* **Reading passage**:
= = =

A 62-year-old male patient with a history of diabetes and permanent atrial fibrillation (AF) (CHA2DS2-VASc score of 3) on apixaban presents with symptomatic severe aortic stenosis with New York Heart Association Class III symptoms and recent heart failure hospitalization. Echocardiography shows left ventricular ejection fraction of 65%, aortic valve area of 0.8 cm2, and mean gradient of 45 mmHg with no other valvular abnormalities. Computed tomography shows a bicuspid aortic valve with calcified right-left raphe and annular/left ventricular outflow tract calcification. Cardiac catheterization shows non-obstructive coronary artery disease. After heart team discussion, the patient is deemed low surgical risk for surgical aortic valve replacement (SAVR), and, due to unfavorable anatomy for transcatheter aortic valve replacement (TAVR), the recommendation is to proceed with SAVR. The patient enquires about the risk of stroke with SAVR and what to do with his permanent AF.
What would you tell the patient regarding the management of his AF and stroke risk?
Show Answer
The correct answer is: C. Recommend combined SAVR and LAA exclusion in light of the most recent clinical data that it would reduce stroke and instruct the patient to remain on anticoagulation.

= = =

* **Data supplied**:
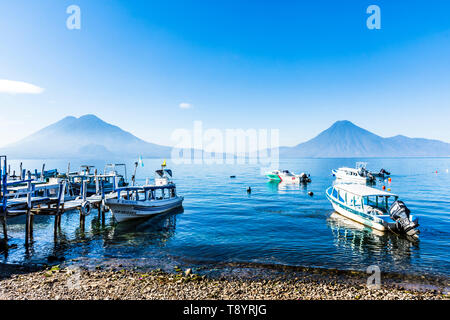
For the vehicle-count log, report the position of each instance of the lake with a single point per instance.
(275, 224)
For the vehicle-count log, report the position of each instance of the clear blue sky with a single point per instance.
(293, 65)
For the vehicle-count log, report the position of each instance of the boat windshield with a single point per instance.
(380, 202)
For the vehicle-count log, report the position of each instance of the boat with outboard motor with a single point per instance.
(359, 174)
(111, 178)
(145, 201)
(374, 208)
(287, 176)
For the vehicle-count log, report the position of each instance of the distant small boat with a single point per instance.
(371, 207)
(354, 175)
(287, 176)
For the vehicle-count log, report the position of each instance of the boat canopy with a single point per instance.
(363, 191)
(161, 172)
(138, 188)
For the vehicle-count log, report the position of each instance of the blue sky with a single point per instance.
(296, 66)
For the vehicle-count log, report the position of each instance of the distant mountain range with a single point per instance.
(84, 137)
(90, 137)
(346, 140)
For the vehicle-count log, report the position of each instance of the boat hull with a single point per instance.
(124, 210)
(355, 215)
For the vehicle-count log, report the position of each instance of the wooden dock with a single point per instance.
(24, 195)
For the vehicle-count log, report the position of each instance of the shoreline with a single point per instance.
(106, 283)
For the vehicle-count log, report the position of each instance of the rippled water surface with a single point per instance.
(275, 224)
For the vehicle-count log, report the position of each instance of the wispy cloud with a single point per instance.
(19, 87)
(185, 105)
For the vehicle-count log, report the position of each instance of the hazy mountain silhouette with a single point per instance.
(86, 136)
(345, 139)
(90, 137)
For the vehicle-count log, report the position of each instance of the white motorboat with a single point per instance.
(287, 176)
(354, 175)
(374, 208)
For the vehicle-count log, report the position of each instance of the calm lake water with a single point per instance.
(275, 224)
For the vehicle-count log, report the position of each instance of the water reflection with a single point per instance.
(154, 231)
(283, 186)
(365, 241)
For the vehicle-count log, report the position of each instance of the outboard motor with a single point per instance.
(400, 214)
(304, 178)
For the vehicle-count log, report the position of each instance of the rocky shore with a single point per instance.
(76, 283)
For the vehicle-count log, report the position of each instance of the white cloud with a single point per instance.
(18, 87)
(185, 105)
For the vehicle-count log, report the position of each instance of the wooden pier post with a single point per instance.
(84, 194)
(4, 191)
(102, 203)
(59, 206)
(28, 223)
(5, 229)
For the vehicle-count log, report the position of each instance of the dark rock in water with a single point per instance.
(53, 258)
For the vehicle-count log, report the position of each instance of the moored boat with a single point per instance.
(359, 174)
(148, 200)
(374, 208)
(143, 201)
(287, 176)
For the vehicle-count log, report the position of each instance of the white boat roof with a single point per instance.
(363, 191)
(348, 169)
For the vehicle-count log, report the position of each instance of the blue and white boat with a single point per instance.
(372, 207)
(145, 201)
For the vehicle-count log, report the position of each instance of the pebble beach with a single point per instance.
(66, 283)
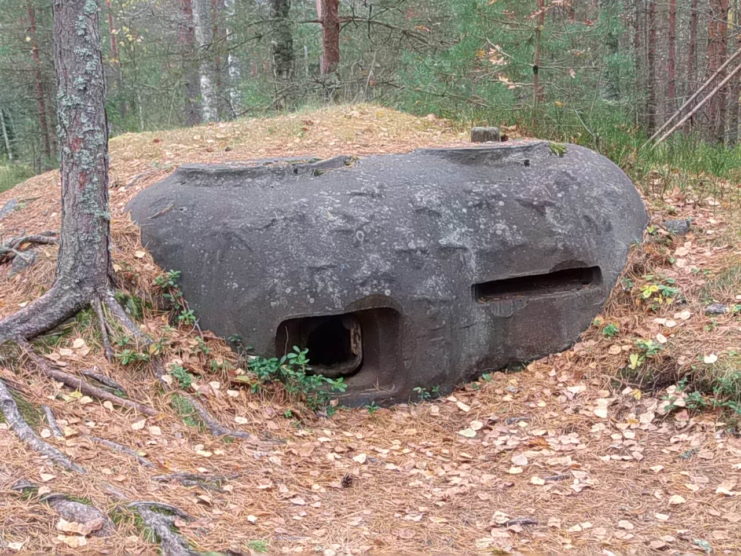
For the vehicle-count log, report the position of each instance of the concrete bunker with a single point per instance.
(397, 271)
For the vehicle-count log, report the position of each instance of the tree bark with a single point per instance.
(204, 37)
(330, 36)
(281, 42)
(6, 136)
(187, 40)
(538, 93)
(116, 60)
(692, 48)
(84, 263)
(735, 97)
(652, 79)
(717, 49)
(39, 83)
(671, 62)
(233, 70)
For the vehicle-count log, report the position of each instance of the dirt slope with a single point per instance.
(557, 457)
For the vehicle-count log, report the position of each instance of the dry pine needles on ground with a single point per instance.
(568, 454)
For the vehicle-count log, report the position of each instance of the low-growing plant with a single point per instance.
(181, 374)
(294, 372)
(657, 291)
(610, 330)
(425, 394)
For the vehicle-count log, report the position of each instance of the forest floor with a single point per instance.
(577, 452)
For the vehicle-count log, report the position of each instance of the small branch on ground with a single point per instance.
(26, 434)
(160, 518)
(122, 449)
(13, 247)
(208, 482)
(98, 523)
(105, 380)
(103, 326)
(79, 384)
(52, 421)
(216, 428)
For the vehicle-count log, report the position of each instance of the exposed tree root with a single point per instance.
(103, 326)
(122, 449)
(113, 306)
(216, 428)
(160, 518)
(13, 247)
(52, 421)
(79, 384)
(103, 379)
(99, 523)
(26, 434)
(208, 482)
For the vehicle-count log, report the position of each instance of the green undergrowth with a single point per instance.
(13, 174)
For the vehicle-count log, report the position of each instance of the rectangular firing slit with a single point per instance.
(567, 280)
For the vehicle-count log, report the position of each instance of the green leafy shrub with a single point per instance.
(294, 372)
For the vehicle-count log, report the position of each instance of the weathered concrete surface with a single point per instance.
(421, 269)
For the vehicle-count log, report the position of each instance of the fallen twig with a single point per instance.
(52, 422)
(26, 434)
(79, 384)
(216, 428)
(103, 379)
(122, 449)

= = =

* **Work instructions**:
Write out, word for word, the stretch of the aortic stenosis case from "Show Answer" through "remain on anticoagulation.".

* **Your response**:
Show Answer
The correct answer is: C. Recommend combined SAVR and LAA exclusion in light of the most recent clinical data that it would reduce stroke and instruct the patient to remain on anticoagulation.